**WORK INSTRUCTIONS:**
Lines that include the string "tower" are the ones to copy from the entries below.

(Stored items from a collection)
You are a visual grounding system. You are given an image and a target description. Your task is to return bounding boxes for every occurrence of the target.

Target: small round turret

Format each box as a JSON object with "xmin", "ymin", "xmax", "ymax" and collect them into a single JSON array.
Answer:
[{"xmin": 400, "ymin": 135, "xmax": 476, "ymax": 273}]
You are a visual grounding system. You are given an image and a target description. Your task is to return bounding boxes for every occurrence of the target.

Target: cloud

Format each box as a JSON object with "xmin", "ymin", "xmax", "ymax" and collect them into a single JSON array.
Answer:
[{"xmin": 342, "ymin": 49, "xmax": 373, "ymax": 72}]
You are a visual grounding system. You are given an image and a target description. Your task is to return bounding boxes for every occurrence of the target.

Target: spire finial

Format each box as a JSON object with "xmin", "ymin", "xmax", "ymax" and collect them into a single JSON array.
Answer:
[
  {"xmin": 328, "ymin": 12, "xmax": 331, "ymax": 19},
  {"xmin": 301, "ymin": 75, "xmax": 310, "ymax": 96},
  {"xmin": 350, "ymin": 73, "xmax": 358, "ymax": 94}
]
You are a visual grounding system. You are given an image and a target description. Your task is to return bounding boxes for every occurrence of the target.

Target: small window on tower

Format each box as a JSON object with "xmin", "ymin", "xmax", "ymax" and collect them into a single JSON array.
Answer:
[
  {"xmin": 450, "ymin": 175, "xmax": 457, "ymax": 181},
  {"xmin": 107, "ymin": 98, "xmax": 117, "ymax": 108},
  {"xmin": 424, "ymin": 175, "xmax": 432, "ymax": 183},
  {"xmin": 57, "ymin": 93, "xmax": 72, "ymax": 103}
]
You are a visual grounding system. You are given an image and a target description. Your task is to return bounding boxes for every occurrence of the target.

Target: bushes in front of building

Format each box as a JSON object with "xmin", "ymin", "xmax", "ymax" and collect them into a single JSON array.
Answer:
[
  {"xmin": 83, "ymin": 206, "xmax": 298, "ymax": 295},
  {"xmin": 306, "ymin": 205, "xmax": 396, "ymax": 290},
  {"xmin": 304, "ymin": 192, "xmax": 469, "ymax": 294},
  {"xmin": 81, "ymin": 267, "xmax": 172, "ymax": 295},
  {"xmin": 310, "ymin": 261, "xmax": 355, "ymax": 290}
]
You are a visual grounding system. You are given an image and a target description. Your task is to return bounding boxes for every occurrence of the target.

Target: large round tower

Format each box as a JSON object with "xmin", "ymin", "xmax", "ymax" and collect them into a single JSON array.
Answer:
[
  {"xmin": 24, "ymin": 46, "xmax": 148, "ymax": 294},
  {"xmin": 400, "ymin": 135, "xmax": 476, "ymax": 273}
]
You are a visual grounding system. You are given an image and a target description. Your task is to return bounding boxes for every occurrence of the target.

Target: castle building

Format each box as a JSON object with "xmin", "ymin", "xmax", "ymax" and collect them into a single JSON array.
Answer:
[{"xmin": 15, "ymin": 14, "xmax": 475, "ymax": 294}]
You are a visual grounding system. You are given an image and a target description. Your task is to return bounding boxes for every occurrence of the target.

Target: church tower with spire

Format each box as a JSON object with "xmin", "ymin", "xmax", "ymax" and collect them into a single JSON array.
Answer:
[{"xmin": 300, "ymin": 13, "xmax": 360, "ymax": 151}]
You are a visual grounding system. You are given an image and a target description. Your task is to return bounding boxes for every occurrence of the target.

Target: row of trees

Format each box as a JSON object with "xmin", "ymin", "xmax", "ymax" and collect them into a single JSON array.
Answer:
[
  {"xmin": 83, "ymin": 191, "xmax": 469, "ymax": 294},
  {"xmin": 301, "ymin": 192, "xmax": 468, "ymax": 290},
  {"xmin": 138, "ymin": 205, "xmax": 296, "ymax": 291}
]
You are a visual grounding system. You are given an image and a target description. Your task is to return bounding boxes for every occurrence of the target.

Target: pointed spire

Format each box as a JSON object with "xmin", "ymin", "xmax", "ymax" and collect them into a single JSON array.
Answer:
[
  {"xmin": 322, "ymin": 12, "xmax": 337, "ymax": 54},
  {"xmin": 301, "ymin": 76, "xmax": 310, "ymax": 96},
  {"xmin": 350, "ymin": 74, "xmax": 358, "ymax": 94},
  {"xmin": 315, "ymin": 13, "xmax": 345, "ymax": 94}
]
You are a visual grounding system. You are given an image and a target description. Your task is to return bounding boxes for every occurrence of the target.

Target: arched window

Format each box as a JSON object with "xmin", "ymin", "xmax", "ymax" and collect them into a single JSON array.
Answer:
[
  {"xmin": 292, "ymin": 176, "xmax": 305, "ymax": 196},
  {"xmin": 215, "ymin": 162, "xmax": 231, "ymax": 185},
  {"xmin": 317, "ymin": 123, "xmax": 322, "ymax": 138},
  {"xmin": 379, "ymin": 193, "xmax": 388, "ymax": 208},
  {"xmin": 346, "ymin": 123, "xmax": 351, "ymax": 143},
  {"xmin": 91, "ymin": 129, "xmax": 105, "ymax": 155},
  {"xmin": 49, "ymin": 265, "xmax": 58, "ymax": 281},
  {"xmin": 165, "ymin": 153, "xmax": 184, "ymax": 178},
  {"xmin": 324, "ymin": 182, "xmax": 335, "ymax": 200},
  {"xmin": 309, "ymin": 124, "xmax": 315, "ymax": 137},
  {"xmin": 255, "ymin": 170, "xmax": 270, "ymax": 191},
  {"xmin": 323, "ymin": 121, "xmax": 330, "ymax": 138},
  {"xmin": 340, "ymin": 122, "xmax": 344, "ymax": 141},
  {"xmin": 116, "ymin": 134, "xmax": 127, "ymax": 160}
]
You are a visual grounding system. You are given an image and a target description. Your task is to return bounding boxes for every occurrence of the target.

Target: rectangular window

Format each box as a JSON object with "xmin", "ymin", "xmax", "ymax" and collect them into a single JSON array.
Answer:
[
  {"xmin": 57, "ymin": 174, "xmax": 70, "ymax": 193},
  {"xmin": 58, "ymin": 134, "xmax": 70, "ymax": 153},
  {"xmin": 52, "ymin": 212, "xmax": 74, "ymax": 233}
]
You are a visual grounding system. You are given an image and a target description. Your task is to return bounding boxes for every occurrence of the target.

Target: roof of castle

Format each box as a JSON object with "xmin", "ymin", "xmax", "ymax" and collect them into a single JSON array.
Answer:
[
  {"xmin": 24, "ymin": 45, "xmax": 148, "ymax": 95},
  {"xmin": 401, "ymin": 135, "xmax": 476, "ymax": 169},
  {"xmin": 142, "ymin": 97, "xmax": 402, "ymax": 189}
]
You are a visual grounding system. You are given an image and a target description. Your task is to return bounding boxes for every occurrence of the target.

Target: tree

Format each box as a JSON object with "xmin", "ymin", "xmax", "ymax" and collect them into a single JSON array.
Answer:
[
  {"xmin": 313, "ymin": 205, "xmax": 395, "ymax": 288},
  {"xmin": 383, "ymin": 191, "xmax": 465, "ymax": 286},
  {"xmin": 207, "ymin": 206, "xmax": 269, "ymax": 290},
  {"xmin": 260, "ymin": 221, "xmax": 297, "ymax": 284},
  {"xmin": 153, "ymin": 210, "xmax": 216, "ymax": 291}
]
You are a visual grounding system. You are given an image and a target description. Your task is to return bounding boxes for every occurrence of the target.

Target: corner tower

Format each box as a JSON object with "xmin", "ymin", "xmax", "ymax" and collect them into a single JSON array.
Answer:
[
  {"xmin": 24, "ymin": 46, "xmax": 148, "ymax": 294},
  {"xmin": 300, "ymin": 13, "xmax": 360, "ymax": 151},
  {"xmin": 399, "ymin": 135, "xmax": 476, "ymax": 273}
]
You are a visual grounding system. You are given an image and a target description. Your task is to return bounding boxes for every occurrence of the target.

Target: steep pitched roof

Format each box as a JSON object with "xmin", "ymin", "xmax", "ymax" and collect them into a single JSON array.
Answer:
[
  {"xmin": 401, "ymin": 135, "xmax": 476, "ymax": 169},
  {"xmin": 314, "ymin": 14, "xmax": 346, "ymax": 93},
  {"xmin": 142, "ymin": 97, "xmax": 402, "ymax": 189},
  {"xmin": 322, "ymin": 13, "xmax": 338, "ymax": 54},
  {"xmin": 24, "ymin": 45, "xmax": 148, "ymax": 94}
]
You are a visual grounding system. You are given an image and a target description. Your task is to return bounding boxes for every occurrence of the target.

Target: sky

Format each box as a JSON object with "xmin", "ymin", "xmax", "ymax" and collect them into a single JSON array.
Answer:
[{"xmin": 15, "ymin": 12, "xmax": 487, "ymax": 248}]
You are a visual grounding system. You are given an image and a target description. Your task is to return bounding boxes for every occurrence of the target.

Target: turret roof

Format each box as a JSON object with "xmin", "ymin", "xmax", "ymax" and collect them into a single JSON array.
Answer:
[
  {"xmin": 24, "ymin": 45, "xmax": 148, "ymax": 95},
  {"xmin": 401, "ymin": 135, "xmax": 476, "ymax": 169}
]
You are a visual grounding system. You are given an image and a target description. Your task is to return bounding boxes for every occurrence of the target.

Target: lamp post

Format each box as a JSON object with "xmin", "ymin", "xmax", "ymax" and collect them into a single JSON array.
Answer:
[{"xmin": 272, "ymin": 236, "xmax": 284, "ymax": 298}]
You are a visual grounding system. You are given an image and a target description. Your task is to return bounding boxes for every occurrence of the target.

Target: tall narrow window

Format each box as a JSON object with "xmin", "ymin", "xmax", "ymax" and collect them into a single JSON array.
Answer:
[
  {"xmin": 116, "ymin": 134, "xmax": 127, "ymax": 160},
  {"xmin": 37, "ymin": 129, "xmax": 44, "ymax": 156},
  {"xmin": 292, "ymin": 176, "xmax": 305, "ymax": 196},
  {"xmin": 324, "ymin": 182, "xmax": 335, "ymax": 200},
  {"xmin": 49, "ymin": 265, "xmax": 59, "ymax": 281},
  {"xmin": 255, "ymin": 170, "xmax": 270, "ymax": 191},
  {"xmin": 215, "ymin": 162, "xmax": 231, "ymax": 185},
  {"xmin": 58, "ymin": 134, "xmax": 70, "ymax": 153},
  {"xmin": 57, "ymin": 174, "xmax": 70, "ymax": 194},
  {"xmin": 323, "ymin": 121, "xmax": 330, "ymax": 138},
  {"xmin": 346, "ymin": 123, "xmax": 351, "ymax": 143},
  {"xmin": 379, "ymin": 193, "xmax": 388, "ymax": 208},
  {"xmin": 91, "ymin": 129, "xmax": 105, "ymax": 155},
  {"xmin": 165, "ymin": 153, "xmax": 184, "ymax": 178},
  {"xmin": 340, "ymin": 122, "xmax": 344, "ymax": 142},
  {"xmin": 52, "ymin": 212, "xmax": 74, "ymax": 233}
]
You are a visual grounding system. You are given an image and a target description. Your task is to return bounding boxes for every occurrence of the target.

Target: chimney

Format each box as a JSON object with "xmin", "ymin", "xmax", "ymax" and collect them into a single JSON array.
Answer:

**WRITTEN REPLY:**
Target: small window on tower
Target: large round tower
Target: church tower with spire
Target: corner tower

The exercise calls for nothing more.